TASK DESCRIPTION:
Can you return, word for word, the stretch of the rear-ended Tacoma thread from "It is already" to "hours this morning."?

PAGE EXCERPT:
# Got "tagged" Sunday



## raylo32 (Nov 25, 2006)

My trusty Toyota Tacoma got rear ended in a parking lot the other day. 2020... the year that just keeps on sucking. We had made a left turn with a line of traffic into a Wegmanns parking lot and had to stop for people up ahead trying to make another left into a different part of the lot... and the kid behind me didn't stop. Damn it all. Looks mainly cosmetic, a dent in the bumper itself and the right side pushed forward a bit, but not into the bodywork.

It is already in the shop to get a new bumper. But I had a call from the kid's GEICO rep who left a message saying he needed to talk to me about the bumper reinforcing bar. Hmm... I googled the bumper and the bar and they seem like pretty cheap parts so I don't know what the issue might be. Any ideas here? Is that especially hard to remove and replace or something? Is it something that can just be bent straight and put back in service? I'll be calling him back normal business hours this morning.


----------



## mark sr (Jun 13, 2017)

GIVEN ENTRIES:
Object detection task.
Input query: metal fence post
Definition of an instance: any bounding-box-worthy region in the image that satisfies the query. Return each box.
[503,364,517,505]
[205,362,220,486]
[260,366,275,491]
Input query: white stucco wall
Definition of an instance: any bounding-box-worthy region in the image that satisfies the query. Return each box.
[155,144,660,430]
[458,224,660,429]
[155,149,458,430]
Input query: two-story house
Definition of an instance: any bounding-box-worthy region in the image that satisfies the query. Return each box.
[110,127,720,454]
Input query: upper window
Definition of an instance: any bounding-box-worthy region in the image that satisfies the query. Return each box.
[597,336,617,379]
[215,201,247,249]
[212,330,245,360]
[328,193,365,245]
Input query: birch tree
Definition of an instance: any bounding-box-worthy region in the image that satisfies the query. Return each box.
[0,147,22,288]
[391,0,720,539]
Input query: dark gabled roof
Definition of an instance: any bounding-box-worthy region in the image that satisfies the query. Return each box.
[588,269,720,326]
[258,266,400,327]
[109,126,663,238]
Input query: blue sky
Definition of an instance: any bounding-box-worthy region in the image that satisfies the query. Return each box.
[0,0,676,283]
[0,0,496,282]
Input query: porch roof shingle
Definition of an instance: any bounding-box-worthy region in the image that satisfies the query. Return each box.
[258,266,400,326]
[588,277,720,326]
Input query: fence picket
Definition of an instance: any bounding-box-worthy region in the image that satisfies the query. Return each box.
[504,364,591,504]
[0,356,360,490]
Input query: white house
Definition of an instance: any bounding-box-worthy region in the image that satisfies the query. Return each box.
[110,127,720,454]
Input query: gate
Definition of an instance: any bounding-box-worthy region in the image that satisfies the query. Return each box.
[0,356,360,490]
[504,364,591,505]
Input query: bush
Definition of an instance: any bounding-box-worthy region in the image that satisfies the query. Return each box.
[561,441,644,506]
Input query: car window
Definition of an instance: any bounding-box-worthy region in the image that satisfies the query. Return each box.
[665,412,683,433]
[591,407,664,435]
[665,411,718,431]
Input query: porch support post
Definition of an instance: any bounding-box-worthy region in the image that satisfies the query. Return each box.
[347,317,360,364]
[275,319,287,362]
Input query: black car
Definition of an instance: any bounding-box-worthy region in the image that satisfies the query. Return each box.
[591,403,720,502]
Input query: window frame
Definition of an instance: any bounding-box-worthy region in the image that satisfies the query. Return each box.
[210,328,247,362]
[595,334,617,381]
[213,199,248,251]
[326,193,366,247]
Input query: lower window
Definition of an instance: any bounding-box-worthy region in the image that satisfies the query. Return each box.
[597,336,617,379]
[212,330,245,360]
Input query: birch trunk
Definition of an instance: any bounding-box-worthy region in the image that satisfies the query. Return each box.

COMPLETED TASK:
It is already in the shop to get a new bumper. But I had a call from the kid's GEICO rep who left a message saying he needed to talk to me about the bumper reinforcing bar. Hmm... I googled the bumper and the bar and they seem like pretty cheap parts so I don't know what the issue might be. Any ideas here? Is that especially hard to remove and replace or something? Is it something that can just be bent straight and put back in service? I'll be calling him back normal business hours this morning.